**INSTRUCTIONS FOR THE TASK**: Wherever "leaf" shows up in the records below, copy the whole line.

**SUPPLIED MATERIAL**:
━━━━━━

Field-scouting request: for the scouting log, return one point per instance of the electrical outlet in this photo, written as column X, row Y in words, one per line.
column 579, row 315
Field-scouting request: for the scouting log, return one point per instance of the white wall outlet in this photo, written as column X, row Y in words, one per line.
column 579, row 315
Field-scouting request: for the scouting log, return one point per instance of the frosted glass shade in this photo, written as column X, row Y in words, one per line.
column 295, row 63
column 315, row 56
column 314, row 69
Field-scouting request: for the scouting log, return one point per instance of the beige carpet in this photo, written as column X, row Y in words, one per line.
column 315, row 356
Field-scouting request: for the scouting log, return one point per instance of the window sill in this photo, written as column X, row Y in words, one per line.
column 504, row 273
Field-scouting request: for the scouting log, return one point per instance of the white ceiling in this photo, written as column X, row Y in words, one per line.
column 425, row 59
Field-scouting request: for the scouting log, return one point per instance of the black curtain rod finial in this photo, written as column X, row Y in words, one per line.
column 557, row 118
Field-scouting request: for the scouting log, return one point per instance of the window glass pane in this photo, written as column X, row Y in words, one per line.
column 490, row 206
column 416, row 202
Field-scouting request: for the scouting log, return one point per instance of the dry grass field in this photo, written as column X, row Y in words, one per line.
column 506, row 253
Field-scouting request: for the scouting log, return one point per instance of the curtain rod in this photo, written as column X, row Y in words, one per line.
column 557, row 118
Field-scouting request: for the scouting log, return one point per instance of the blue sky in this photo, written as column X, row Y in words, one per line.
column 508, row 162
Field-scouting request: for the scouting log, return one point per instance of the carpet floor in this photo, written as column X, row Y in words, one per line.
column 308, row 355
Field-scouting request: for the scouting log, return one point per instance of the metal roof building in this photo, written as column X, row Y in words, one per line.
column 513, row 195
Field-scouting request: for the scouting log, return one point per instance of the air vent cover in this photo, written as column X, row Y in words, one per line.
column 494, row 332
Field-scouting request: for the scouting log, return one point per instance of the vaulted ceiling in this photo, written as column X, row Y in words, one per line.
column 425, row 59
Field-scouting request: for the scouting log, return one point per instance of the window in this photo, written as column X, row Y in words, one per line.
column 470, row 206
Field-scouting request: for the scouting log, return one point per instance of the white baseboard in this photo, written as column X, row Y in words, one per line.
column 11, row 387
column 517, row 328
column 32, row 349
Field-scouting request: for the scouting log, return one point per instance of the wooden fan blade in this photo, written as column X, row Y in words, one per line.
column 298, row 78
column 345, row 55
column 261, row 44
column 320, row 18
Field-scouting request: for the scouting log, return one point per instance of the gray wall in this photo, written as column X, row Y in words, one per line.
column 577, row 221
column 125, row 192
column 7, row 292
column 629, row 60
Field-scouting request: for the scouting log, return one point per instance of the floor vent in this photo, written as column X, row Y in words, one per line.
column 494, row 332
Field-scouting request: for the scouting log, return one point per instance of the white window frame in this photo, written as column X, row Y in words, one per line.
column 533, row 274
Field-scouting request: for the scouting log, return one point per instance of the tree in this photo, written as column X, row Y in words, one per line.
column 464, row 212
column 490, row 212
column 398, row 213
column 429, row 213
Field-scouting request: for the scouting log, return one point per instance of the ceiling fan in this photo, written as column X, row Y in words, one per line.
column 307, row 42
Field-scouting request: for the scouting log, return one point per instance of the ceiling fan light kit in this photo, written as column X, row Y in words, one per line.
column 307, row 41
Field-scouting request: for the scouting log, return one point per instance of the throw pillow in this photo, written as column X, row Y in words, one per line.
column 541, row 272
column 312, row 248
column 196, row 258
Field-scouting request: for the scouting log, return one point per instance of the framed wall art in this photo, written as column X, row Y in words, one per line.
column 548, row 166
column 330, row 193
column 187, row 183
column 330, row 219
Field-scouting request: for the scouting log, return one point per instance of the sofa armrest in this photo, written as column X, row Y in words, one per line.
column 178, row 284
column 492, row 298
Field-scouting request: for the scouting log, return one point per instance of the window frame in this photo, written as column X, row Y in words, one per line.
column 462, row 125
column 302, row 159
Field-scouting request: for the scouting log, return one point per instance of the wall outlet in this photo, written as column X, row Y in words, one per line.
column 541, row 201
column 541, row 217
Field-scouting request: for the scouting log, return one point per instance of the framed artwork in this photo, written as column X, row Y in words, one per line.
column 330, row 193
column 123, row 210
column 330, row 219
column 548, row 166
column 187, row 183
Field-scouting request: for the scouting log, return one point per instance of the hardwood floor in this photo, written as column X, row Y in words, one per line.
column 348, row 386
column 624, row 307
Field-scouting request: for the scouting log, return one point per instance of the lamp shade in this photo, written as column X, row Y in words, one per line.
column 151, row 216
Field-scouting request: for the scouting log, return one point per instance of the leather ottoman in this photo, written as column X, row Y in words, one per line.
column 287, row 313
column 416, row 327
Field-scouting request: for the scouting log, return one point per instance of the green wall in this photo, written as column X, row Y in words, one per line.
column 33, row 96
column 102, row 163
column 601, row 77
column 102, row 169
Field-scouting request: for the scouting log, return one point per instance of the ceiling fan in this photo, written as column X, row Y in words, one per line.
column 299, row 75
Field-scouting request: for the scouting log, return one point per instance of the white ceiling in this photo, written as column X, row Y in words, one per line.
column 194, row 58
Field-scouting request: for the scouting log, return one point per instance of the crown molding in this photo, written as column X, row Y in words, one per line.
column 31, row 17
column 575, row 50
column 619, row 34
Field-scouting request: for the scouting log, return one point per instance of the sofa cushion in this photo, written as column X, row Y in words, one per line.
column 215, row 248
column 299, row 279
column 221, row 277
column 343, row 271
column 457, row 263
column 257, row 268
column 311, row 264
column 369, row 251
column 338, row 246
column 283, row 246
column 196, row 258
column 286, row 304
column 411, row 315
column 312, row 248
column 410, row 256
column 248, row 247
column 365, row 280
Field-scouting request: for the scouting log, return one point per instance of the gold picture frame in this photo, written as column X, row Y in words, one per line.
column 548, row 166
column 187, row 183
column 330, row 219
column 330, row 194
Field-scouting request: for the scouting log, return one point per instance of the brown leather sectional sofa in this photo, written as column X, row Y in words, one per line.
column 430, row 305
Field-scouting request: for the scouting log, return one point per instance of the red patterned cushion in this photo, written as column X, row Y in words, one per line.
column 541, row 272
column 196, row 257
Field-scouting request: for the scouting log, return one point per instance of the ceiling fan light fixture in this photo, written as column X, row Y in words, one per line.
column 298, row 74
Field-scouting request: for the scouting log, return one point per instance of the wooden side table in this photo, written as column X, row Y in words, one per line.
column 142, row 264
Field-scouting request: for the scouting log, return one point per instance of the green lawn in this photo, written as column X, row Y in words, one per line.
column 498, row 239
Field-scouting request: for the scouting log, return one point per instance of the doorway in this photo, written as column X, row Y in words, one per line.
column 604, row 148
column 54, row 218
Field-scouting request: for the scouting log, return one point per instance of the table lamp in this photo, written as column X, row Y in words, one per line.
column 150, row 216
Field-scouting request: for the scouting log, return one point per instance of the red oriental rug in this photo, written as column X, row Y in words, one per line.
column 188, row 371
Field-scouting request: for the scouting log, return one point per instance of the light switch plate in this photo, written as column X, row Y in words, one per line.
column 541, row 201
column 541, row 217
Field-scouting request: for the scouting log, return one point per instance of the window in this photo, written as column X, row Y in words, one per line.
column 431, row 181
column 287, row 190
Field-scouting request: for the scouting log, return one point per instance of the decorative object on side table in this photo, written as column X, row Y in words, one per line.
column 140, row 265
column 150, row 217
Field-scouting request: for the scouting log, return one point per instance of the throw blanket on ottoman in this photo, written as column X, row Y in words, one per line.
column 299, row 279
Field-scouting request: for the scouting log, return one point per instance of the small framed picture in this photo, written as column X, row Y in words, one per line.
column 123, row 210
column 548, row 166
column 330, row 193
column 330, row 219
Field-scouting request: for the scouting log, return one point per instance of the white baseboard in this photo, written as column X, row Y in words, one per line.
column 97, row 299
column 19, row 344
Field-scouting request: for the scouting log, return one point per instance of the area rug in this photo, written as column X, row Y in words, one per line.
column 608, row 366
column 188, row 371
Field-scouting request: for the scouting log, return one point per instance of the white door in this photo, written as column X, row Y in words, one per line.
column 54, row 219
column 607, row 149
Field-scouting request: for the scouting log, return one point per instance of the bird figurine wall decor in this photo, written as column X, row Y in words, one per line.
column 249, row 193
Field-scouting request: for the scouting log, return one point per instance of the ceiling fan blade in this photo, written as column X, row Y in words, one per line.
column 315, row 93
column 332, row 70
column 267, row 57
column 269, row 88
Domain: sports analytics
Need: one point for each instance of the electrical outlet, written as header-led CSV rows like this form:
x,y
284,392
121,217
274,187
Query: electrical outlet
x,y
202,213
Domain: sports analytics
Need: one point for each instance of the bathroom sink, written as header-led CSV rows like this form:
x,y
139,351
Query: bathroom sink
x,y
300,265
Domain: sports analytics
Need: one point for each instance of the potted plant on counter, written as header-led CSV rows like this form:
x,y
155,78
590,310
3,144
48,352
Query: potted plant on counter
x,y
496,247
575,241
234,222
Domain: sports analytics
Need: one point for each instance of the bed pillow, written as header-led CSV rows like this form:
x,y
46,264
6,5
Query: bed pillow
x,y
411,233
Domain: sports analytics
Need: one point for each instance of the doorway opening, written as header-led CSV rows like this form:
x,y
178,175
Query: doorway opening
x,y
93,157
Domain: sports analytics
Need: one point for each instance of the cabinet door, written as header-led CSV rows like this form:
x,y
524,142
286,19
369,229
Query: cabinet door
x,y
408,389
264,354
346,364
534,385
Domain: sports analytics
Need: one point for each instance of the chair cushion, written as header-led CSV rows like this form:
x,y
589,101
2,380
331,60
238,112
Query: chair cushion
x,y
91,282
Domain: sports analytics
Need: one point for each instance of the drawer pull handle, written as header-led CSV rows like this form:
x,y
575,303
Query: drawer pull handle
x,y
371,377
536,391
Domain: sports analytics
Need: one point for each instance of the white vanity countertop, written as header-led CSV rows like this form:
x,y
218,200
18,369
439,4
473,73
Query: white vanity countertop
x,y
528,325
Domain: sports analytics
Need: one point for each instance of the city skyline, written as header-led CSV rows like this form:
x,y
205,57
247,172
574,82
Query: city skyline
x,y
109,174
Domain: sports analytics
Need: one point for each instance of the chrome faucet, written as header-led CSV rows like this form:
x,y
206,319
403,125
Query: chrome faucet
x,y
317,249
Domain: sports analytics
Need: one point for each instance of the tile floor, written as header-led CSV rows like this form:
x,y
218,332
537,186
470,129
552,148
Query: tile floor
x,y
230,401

━━━━━━

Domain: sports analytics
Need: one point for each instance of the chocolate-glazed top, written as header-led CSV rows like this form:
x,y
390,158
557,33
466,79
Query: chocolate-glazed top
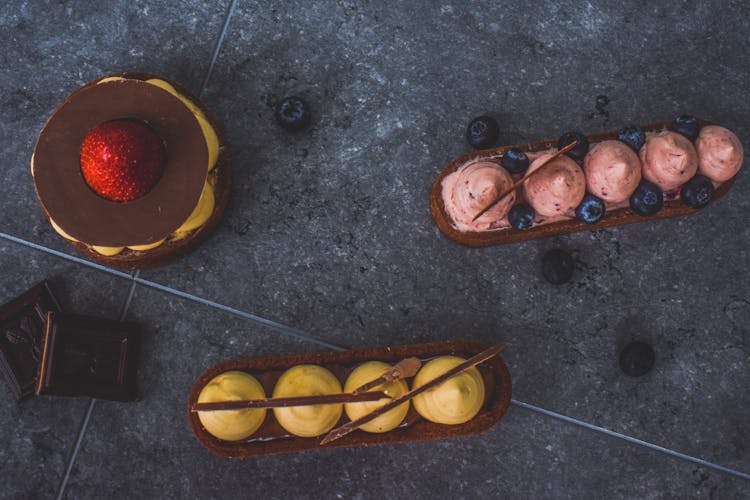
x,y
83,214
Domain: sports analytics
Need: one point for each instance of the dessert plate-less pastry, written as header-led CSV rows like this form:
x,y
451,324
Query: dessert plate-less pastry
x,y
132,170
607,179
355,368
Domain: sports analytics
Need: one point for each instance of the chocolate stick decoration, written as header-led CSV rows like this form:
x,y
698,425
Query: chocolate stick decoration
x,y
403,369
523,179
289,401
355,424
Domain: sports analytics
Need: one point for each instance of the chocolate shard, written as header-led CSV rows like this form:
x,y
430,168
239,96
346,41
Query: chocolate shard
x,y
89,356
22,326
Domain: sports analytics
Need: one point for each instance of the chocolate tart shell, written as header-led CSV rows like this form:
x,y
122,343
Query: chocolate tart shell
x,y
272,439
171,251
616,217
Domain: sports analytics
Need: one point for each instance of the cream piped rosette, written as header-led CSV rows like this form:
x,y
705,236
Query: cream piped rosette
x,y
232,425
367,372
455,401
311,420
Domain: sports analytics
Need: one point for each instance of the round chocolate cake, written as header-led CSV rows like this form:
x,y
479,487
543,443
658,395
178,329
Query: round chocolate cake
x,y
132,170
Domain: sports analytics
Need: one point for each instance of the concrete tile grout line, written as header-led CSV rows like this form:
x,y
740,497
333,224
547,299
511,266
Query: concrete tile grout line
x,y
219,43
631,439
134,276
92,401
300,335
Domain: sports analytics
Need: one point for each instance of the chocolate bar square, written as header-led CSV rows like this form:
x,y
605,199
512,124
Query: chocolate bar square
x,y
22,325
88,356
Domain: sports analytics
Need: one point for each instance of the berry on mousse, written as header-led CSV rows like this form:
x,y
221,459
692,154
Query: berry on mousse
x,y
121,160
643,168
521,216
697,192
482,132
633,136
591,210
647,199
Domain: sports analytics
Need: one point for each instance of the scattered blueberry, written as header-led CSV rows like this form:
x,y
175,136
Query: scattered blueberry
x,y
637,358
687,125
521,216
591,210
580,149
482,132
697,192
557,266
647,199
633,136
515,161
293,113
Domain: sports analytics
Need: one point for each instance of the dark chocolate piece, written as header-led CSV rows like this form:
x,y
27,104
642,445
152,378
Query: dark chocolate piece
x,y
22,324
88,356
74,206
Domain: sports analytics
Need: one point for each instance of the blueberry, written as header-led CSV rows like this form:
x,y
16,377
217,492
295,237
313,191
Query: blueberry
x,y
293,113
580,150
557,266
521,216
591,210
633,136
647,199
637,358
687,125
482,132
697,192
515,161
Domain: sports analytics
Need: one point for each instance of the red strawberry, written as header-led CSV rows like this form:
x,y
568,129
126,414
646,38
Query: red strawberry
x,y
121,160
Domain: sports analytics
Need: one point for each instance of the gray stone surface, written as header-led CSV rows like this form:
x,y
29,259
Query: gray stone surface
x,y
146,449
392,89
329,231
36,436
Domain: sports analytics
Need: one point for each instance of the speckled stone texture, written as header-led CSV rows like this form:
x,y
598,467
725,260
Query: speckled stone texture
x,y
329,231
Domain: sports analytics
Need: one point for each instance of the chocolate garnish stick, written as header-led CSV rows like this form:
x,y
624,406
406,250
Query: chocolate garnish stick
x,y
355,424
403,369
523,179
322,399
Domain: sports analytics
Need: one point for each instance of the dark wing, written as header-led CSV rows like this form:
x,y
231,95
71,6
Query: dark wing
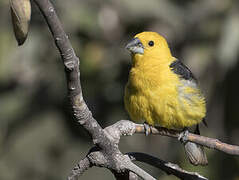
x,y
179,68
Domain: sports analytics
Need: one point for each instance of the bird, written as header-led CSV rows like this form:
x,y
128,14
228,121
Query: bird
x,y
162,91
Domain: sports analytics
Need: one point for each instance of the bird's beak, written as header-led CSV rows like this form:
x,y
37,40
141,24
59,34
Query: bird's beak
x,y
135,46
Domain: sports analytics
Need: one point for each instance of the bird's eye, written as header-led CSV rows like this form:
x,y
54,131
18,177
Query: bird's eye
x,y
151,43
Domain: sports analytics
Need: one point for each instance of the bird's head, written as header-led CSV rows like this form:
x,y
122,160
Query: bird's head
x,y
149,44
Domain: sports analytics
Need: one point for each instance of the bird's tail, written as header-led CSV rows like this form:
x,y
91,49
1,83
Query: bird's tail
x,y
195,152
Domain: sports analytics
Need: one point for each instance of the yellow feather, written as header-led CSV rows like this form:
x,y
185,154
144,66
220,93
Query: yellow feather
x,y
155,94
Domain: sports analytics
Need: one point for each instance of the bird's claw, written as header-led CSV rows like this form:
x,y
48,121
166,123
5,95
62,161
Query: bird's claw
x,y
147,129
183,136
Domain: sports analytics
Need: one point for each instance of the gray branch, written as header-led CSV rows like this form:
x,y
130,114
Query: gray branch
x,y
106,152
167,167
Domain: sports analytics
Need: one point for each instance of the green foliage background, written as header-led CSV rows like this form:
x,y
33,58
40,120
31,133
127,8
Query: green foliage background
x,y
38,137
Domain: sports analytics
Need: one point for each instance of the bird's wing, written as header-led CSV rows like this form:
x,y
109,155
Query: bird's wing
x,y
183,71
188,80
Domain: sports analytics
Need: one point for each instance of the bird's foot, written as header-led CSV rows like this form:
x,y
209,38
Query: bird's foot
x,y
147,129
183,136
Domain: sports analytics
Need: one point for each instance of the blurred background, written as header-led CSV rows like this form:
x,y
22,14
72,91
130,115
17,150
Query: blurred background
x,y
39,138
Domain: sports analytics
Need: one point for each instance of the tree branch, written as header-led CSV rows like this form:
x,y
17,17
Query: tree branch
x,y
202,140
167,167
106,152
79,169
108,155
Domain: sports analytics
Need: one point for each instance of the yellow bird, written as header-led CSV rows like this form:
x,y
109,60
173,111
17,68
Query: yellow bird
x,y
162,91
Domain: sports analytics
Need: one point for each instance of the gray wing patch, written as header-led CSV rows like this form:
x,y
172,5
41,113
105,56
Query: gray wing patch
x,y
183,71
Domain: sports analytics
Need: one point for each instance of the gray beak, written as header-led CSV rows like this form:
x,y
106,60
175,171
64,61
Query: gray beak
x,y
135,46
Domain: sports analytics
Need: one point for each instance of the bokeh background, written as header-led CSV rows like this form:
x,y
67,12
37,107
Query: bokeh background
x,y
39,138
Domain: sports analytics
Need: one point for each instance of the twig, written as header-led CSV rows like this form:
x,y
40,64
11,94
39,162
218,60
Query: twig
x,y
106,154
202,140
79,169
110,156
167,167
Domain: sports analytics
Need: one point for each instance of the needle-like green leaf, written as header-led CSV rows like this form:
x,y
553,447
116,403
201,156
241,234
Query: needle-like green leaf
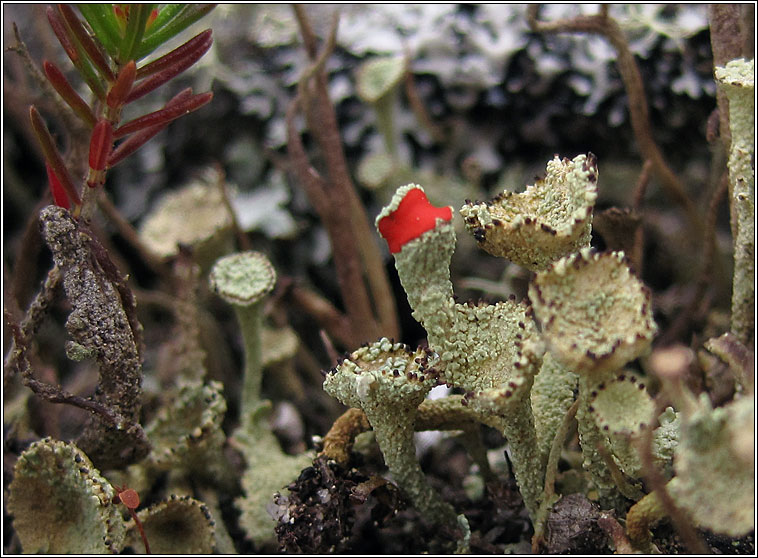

━━━━━━

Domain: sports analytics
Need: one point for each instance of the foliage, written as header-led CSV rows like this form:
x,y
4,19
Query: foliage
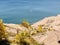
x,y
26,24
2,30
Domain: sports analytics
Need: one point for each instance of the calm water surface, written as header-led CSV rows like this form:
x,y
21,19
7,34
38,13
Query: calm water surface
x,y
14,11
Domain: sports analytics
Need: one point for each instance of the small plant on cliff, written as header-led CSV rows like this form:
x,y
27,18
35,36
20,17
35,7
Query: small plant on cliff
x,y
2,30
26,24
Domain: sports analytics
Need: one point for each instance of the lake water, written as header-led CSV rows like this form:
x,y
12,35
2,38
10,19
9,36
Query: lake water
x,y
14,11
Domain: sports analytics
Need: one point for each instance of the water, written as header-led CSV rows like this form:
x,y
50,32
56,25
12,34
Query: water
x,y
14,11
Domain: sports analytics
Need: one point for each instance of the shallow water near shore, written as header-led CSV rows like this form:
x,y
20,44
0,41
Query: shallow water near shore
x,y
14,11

━━━━━━

**EXERCISE OUTPUT**:
Need: one point for each instance of the needle-like green leaf, written as header-led CSV rows like this form:
Query: needle-like green leaf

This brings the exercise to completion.